* Begin Page text *
Singapore: BCBC Singapore Pte Ltd v Pt Bayan Resources TBK [2016] SGHC(I) 01: joint venture deed

In its first written judgment, the Singapore International Commercial Court (SICC) provides some insight into Singapore's approach to contractual interpretation, including in relation to implied terms and ambiguity, and the impact of foreign illegality on business dealings.

The case in question concerns a joint venture dispute between parties in Australia and Indonesia, with associated companies in Singapore, over the construction and commissioning of a coal briquette processing plant in Indonesia.

In a very comprehensive judgment, the SICC considered the obligations of the parties under a joint venture deed (JV Deed) along with other project agreements and side deeds.

Following judgment, the SICC (in which two of the three presiding Judges were International Judges) invited submissions from the parties as to the future conduct of the case, with a Case Management Conference to be held within 30 days of the judgment.1

KEY FACTS

An Australian company, Binderless Coal Briquetting Company Pty Ltd (BCBC), was the holder of an exclusive worldwide licence to exploit the "Binderless Coal Briquetting Process," a process by which raw coal is processed into briquettes with higher calorific value and lower moisture content than normal (BCB Process). Bayan International Pte Ltd (BI), a Singaporean entity, was part of the "Bayan Resources Group", an Indonesian group of companies with interests in coal.
* End Page text *
* Begin Entries *
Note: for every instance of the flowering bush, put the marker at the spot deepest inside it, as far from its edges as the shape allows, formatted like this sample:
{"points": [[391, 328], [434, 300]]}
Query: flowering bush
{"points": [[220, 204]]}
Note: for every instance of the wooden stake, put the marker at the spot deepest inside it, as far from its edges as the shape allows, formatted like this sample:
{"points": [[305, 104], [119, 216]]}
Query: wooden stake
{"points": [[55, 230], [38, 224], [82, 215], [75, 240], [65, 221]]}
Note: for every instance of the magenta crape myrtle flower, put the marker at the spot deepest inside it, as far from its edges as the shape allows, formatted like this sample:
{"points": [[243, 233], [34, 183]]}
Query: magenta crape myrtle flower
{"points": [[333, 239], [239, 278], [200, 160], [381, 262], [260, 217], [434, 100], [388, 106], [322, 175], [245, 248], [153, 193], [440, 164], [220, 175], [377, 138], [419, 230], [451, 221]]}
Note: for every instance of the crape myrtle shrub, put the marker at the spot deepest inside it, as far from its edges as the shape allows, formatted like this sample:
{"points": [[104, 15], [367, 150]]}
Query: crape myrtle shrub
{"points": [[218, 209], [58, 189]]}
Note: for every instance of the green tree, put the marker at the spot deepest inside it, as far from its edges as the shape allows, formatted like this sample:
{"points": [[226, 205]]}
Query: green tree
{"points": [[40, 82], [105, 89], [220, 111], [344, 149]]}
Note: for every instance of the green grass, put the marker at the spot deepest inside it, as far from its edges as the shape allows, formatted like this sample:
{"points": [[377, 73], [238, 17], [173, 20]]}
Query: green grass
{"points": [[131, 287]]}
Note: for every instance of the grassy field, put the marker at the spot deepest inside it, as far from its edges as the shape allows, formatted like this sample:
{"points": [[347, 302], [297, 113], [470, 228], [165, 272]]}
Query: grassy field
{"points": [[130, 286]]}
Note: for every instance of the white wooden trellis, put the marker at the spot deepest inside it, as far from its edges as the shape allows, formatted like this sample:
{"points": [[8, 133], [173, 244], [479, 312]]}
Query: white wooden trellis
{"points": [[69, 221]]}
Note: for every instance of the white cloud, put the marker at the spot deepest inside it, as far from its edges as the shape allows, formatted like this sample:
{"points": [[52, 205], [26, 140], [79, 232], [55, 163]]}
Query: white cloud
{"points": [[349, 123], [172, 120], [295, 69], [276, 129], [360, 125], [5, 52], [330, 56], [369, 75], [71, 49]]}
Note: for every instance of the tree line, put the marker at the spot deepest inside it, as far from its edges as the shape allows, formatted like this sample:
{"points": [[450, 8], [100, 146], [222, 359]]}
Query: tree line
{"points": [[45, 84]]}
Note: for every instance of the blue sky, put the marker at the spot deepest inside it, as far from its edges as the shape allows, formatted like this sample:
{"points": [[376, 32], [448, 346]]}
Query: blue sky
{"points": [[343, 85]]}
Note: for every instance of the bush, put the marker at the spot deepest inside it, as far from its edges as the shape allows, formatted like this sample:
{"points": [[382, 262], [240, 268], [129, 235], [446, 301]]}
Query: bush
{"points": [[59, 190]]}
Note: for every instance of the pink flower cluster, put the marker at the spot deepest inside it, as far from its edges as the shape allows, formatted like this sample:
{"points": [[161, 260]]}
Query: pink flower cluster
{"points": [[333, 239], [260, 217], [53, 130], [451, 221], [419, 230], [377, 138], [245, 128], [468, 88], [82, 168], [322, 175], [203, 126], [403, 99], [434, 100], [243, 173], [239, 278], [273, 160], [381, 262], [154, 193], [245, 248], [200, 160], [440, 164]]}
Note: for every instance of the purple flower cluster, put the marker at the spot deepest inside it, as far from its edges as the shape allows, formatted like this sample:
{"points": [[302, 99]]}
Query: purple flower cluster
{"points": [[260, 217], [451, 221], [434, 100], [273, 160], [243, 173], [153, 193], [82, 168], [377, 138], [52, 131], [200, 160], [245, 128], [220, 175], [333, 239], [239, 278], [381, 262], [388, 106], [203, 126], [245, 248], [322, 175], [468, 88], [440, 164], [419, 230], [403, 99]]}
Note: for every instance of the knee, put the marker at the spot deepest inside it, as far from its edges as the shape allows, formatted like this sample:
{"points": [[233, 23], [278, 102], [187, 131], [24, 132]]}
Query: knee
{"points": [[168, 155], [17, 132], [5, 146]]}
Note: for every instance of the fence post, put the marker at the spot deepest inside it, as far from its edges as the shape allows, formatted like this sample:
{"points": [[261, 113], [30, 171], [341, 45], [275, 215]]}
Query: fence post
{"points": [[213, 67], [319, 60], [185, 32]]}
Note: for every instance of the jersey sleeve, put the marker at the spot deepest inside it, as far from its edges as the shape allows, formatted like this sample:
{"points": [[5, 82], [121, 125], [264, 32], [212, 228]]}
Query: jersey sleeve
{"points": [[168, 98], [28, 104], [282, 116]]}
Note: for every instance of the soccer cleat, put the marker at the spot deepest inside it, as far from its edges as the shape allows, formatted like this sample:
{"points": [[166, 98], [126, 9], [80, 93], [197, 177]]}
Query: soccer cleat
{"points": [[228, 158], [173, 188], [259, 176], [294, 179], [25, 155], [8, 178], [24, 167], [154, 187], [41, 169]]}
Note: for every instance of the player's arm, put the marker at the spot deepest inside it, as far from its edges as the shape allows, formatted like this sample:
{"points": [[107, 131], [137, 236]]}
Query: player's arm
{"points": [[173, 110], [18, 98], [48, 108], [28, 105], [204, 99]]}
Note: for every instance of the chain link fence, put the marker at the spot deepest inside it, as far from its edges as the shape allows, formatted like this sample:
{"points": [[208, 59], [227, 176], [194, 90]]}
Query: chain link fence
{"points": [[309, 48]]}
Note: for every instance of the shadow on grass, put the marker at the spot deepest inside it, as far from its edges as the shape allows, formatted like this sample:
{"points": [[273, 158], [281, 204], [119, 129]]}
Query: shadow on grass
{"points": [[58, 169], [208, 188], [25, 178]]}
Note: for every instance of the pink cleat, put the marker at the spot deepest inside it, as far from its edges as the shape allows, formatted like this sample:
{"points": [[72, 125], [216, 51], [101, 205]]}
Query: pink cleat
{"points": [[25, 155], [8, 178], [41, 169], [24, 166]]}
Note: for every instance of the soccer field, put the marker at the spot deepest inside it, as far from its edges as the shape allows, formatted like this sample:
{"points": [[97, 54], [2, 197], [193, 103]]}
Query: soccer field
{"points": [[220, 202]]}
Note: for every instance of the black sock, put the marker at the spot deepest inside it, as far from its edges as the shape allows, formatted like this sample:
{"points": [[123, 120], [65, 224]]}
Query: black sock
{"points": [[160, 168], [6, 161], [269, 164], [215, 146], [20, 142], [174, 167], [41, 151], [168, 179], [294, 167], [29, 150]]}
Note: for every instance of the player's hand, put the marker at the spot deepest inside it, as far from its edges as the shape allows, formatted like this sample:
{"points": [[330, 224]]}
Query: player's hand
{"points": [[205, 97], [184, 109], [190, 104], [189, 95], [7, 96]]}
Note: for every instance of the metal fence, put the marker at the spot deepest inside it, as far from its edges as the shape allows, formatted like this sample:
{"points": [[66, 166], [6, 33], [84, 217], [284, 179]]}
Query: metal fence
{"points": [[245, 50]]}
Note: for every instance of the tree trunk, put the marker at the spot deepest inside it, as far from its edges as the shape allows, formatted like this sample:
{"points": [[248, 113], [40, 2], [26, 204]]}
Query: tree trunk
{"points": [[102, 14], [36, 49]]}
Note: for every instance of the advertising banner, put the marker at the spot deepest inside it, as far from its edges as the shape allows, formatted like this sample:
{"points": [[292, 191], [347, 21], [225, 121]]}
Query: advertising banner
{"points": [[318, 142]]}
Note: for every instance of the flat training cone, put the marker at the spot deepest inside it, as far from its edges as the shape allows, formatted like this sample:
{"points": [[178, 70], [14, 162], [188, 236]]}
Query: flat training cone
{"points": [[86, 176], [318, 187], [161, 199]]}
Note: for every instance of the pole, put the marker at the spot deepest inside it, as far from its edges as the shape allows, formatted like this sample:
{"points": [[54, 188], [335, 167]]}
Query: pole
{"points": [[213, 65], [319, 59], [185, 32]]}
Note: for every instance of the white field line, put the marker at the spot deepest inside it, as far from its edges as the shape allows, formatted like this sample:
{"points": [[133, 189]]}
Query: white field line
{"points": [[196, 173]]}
* End Entries *
Required actions.
a) Answer these questions from the case summary, one answer per line:
(i) Which court issued the judgment?
(ii) How many of the three presiding Judges were International Judges?
(iii) According to the case summary, what does the BCB Process turn raw coal into?
b) Count the lines of the records that contain the string "tree", and give only that number.
The case summary and the records are separate, unrelated material.

Responses by task.
a)
(i) The Singapore International Commercial Court (SICC)
(ii) Two
(iii) Briquettes with higher calorific value and lower moisture content than normal

b) 6